PROBLEM — Reproduce every line of the entries below verbatim, with no changes.

INFORMATION SHOWN —
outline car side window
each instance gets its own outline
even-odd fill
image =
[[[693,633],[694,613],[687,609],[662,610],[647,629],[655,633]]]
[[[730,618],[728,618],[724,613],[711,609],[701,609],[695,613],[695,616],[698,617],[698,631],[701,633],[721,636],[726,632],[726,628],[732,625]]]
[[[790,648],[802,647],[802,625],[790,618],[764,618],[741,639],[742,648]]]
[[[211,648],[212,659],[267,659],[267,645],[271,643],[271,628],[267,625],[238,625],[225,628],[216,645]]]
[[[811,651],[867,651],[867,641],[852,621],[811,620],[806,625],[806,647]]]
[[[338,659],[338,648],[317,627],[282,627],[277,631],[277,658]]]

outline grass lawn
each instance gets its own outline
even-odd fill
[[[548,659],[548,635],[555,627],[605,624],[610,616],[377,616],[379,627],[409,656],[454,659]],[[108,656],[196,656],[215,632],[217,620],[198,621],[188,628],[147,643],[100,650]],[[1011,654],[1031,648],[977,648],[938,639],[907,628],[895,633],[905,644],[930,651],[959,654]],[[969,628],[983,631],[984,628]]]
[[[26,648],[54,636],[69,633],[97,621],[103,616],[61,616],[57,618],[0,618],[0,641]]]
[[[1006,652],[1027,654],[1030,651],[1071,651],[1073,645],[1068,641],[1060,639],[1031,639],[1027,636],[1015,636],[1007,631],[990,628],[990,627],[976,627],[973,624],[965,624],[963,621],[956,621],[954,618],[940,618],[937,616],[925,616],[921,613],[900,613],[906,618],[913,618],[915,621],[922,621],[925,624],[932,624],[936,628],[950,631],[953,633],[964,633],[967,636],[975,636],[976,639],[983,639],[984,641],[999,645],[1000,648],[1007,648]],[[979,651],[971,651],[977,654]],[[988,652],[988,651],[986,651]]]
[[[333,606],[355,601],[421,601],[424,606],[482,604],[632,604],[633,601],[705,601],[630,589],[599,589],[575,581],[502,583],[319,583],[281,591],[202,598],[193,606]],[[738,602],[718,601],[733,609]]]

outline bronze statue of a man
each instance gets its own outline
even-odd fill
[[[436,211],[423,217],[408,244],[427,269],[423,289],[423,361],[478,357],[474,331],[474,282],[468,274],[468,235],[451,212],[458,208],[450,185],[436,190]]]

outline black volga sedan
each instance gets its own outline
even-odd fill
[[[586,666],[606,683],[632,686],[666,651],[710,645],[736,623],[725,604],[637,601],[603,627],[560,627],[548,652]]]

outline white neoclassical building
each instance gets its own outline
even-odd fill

SOLUTION TO THIS EXERCISE —
outline car side window
each instance gets its own outline
even-odd fill
image =
[[[693,633],[694,613],[687,609],[662,610],[647,629],[655,633]]]
[[[730,618],[728,618],[724,613],[711,609],[701,609],[695,613],[695,616],[698,617],[698,631],[701,633],[721,636],[726,632],[726,628],[732,625]]]
[[[790,648],[802,647],[802,625],[790,618],[764,618],[741,639],[742,648]]]
[[[211,648],[212,659],[267,659],[267,645],[271,643],[271,628],[267,625],[238,625],[225,628],[216,645]]]
[[[811,651],[867,651],[867,641],[852,621],[811,620],[806,625],[806,647]]]
[[[338,659],[338,648],[317,627],[282,627],[277,631],[277,658]]]

outline grass lawn
each instance gets its own outline
even-odd fill
[[[548,659],[548,635],[555,627],[605,624],[610,616],[377,616],[379,627],[409,656],[454,659]],[[108,656],[196,656],[215,632],[217,620],[198,621],[188,628],[147,643],[100,650]],[[1011,654],[1031,648],[977,648],[938,639],[907,628],[895,633],[905,644],[930,651],[959,654]],[[969,628],[983,631],[984,628]]]
[[[26,648],[54,636],[69,633],[97,621],[103,616],[61,616],[57,618],[0,618],[0,641]]]
[[[1006,652],[1027,654],[1030,651],[1071,651],[1073,645],[1068,641],[1060,639],[1031,639],[1027,636],[1015,636],[1007,631],[990,628],[990,627],[976,627],[973,624],[965,624],[963,621],[956,621],[954,618],[940,618],[937,616],[925,616],[921,613],[900,613],[906,618],[913,618],[915,621],[922,621],[925,624],[932,624],[936,628],[950,631],[953,633],[964,633],[967,636],[975,636],[976,639],[983,639],[984,641],[999,645],[1000,648],[1007,648]],[[979,651],[971,651],[977,654]],[[988,652],[988,651],[986,651]]]
[[[333,606],[355,601],[421,601],[424,606],[482,604],[632,604],[633,601],[705,601],[630,589],[599,589],[575,581],[502,583],[319,583],[281,591],[202,598],[193,606]],[[738,602],[718,601],[733,609]]]

outline bronze statue of a man
each instance gets its own outline
even-odd fill
[[[436,211],[423,217],[408,244],[427,269],[423,289],[423,361],[478,357],[474,331],[474,282],[468,274],[468,235],[451,212],[458,208],[450,185],[436,190]]]

outline black volga sedan
each instance gets its own outline
even-odd fill
[[[586,666],[606,683],[632,686],[666,651],[710,645],[736,623],[725,604],[637,601],[603,627],[560,627],[548,652]]]

outline white neoclassical building
each instance gets its own outline
even-odd fill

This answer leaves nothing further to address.